** Begin **

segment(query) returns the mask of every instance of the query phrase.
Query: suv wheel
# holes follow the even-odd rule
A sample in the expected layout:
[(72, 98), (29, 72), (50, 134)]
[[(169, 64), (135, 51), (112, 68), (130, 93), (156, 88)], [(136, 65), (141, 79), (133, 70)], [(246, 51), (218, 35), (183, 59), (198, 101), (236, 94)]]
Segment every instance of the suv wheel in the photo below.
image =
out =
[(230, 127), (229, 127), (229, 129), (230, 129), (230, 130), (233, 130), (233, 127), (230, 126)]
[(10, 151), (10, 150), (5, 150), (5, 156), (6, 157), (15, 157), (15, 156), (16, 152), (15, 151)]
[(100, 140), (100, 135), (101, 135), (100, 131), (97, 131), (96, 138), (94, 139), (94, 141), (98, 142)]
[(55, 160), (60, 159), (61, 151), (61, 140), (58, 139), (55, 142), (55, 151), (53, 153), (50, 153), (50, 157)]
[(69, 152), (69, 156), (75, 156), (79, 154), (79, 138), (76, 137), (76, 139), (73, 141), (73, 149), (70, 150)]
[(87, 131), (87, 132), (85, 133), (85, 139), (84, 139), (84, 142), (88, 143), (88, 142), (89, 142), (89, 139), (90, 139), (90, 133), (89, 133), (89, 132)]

** End **
** Begin **

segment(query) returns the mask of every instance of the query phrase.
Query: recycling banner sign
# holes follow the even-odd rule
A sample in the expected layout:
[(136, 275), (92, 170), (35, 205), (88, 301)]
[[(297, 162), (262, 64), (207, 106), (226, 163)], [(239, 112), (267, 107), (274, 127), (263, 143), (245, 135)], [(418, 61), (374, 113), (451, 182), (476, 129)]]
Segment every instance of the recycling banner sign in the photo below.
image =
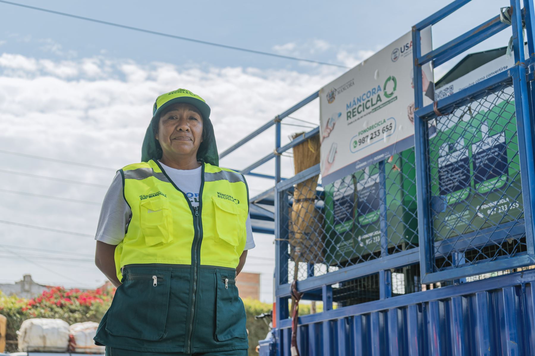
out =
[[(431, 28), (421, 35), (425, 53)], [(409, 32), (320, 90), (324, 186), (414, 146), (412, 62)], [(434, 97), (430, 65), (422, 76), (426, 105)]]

** End **
** Begin **

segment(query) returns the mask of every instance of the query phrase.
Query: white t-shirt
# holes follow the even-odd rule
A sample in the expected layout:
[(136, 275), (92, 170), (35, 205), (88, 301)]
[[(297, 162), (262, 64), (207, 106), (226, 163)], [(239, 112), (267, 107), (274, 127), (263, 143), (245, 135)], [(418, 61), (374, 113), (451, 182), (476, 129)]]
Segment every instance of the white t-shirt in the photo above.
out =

** End **

> **Exercise goal**
Please find each line in the rows above that contains the string "photo" and copy it out. Case counts.

> **Answer in full**
Segment every instance of the suv wheel in the photo below.
Segment every instance of the recycling banner sign in the photo below.
Segment every instance of the white t-shirt in the photo above.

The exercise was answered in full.